* _Consigne_: Indiquez par oui ou par non si chaque affirmation concorde avec le texte sélectionné, en citant mot pour mot les termes qui tranchent. 1. Le texte évoque 800 créations de poste au sein de l’AP. 2. Les équipes dédiées aux transferts de l’UHSI de Nancy ont été renforcées. 3. Dans les premières régions ayant basculé le 5 septembre, toutes les extractions peuvent être assurées.

Quid, par ailleurs, de l’impact réel de ces 800 créations de poste au sein de l’AP ? S’agit-il de réelles créations, ou de tours de passe-passe RH permettant d’afficher une création nette tout en
prélevant ces emplois sur les besoins préexistants des services déconcentrés ? Le constat actuel des vacances d’emploidevant être actuellement priorisées dans l’ensemble des corps lors des diverses CAP pose la question de la capacité de la DAP à assurer le remplacement de ses personnels,
à pourvoir les créations de poste, à assurer la prise en compte des effets des réformes multiples que tous nous travaillons à mettre en œuvre au quotidien.

La DAP doit impérativement fournir des explications claires, en toute transparence
sur ces modalités RH et budgétaires.

A l’heure où les équipes dédiées aux transferts de l’UHSI de Nancy sont redéployées pour assurer les extractions judiciaires, et où, dans les premières régions ayant « basculé » le 5 septembre, 1 à 2
extractions sur 3 ne peuvent être assurées, faute d’effectifs, il est urgent, de renégocier les effectifs alloués dans ce cadre et de les mettre en adéquation avec le volume des tâches.

* _Entrées de données extraites_:
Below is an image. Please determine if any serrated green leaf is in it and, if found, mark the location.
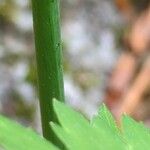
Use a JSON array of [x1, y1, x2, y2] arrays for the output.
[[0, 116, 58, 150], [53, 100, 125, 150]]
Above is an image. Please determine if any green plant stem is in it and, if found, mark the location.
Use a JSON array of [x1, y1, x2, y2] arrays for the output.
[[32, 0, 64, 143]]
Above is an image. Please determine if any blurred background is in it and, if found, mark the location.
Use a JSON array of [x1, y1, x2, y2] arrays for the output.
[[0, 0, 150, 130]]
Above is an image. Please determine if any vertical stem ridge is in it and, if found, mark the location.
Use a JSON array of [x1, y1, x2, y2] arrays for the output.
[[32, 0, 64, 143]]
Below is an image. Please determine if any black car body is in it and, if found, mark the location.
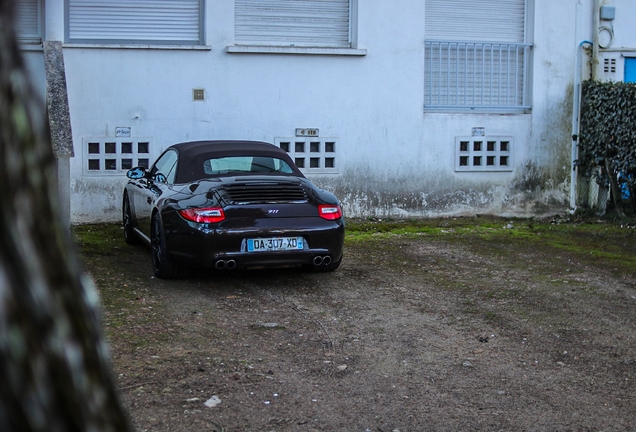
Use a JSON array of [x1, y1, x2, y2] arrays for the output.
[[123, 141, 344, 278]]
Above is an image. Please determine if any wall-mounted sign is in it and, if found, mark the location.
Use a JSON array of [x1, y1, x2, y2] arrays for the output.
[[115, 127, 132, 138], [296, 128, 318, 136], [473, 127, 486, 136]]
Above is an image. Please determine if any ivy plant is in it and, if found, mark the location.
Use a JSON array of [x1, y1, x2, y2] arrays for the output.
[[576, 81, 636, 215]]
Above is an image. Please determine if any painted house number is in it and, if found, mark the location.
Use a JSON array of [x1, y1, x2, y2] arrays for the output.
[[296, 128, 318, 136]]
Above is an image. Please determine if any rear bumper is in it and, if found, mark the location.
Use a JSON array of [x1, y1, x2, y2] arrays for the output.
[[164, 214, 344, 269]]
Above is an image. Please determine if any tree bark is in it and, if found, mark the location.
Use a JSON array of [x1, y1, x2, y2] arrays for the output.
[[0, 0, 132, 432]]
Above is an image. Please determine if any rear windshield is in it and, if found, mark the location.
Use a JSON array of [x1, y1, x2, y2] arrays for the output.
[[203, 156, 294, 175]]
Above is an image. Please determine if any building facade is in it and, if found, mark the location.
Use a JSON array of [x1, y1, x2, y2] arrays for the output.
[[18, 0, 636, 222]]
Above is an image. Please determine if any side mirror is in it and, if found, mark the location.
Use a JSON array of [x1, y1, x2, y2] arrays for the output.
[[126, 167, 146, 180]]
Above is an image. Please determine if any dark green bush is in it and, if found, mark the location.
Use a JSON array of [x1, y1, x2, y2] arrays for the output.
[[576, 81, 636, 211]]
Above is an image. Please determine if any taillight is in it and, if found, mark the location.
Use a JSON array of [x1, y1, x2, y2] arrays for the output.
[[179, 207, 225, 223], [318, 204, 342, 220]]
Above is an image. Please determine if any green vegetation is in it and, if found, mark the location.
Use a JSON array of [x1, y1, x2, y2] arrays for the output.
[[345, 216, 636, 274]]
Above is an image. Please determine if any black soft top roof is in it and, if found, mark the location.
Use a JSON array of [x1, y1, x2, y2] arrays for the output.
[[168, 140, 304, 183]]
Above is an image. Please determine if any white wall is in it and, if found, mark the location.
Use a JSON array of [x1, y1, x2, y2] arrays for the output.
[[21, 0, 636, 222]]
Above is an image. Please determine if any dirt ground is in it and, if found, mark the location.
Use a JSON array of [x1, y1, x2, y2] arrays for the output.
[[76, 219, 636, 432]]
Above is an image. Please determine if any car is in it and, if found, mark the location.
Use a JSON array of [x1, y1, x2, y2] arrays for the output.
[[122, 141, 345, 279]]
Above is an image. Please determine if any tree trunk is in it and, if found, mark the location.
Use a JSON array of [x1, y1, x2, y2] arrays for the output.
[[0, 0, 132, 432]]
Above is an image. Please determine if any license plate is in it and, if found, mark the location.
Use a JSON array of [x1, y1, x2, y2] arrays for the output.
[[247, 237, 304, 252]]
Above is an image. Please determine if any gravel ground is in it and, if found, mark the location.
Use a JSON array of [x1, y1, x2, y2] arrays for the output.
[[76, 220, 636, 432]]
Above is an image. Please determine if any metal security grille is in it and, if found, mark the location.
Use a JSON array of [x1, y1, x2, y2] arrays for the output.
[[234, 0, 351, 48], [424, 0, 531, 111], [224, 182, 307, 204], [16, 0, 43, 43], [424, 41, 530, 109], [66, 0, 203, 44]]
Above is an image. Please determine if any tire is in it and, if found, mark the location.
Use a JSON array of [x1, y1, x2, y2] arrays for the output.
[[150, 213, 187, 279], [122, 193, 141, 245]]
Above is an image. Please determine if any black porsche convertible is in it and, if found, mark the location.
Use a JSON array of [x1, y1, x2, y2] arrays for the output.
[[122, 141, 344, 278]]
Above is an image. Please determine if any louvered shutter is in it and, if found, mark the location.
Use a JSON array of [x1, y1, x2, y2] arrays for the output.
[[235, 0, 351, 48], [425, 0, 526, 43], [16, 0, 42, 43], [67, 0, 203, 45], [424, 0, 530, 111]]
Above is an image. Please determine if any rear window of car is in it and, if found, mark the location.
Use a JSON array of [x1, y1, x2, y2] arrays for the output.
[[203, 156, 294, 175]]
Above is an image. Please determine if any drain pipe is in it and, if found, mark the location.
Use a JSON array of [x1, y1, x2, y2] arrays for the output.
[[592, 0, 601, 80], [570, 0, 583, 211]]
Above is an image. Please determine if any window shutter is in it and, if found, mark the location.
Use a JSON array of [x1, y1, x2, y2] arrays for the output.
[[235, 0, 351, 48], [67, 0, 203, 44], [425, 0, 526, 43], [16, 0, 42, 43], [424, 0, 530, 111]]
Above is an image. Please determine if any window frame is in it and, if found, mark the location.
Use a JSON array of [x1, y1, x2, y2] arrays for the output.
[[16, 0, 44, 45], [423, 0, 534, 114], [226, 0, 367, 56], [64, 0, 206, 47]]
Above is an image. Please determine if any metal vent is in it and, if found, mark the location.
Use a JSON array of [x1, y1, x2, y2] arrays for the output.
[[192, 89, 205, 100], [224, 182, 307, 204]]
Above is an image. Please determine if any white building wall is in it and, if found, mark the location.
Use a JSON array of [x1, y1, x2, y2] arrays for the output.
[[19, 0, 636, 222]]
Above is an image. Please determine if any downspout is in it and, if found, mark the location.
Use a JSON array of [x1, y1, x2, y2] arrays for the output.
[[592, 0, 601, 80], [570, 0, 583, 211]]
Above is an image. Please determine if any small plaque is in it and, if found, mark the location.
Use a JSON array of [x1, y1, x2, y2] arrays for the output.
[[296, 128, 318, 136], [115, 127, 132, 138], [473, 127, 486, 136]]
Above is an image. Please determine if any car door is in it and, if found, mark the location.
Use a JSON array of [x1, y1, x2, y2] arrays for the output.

--

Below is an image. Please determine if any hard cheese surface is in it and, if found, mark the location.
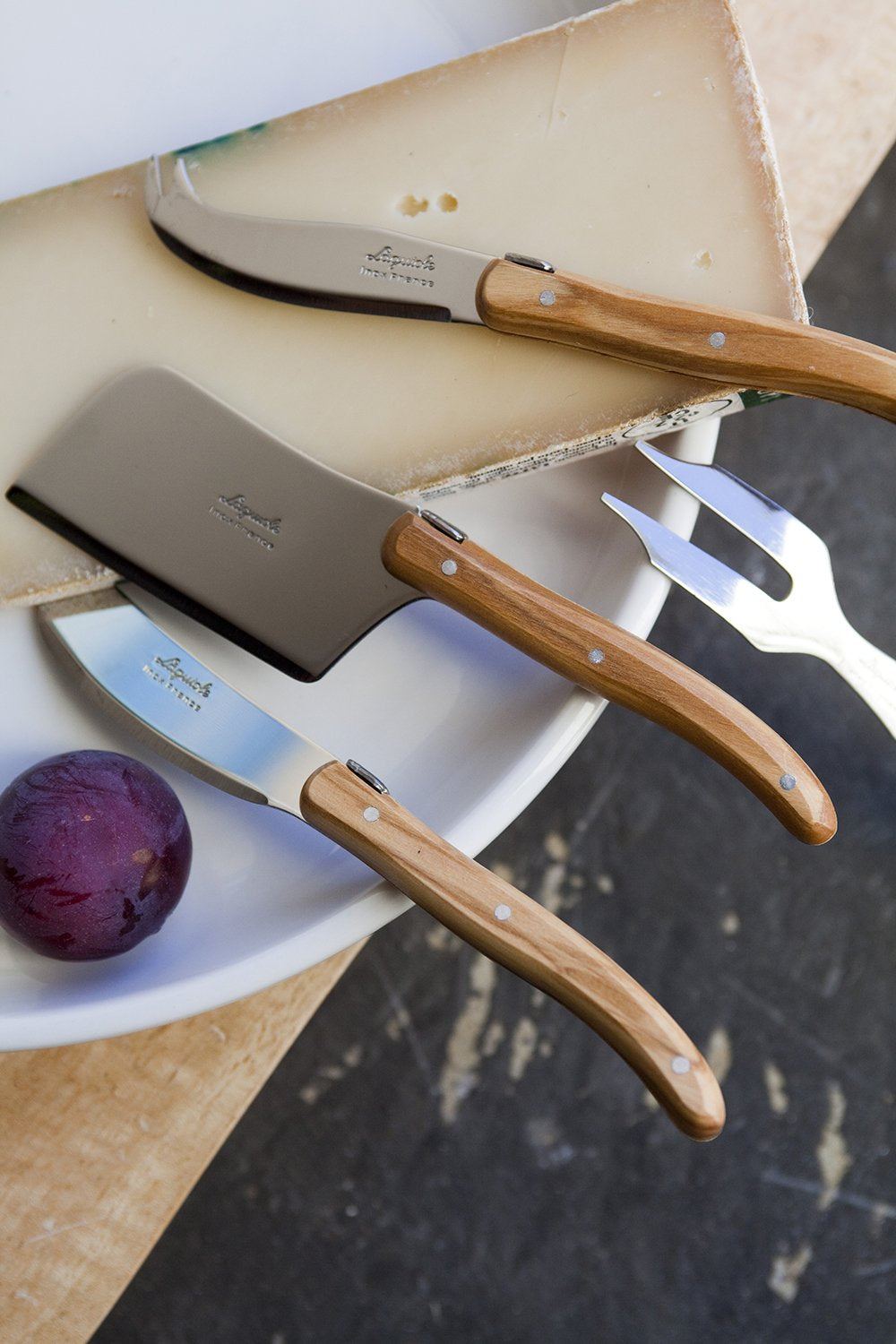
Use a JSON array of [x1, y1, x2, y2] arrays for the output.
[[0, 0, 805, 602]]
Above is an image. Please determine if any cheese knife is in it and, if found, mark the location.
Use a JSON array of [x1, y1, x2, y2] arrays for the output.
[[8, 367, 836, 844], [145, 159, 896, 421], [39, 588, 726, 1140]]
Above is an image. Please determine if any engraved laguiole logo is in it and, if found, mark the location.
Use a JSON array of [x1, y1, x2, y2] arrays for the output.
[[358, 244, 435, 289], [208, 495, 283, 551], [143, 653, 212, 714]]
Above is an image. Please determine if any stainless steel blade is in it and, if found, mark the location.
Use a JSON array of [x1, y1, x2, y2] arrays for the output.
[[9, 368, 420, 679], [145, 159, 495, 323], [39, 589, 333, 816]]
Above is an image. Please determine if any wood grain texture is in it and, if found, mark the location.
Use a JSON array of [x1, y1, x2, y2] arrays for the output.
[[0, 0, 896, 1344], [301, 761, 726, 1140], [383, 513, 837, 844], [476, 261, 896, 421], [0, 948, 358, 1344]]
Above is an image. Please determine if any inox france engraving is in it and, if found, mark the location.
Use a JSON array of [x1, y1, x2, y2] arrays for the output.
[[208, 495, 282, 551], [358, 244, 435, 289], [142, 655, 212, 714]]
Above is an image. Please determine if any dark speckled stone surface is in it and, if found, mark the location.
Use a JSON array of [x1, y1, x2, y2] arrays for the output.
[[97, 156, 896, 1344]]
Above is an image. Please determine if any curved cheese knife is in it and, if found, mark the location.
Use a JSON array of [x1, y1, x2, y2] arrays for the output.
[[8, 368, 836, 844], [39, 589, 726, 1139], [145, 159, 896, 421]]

---

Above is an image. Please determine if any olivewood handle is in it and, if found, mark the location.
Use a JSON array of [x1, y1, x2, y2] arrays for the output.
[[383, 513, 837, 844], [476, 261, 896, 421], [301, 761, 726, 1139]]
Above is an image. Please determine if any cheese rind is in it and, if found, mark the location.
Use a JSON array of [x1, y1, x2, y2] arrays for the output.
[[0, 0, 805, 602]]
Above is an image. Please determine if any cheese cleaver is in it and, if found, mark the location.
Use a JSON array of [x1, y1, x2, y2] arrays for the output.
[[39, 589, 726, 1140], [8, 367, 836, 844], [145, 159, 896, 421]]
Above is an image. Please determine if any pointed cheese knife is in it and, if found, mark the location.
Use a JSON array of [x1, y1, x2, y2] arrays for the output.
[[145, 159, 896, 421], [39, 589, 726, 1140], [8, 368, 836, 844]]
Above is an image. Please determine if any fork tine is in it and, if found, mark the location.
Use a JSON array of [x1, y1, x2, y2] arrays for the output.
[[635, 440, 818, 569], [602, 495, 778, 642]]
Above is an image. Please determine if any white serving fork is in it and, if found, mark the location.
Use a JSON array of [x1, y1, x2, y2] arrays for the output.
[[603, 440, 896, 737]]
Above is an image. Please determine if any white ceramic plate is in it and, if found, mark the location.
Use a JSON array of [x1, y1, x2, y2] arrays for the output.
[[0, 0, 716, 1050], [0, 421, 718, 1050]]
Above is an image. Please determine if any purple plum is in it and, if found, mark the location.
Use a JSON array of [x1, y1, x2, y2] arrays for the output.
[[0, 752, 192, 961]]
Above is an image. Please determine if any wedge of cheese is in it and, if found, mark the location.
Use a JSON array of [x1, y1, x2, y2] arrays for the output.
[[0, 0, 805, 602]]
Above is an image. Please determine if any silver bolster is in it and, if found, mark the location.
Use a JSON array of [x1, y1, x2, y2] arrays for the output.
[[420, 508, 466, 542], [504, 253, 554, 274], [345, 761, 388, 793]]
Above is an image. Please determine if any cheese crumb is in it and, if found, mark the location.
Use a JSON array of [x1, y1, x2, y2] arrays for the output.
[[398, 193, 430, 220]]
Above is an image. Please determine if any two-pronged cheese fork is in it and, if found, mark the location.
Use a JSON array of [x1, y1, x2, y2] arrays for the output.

* _Réponse_:
1. Oui : « ces 800 créations de poste au sein de l’AP ».
2. Non : « sont redéployées pour assurer les extractions judiciaires ».
3. Non : « 1 à 2 extractions sur 3 ne peuvent être assurées, faute d’effectifs ».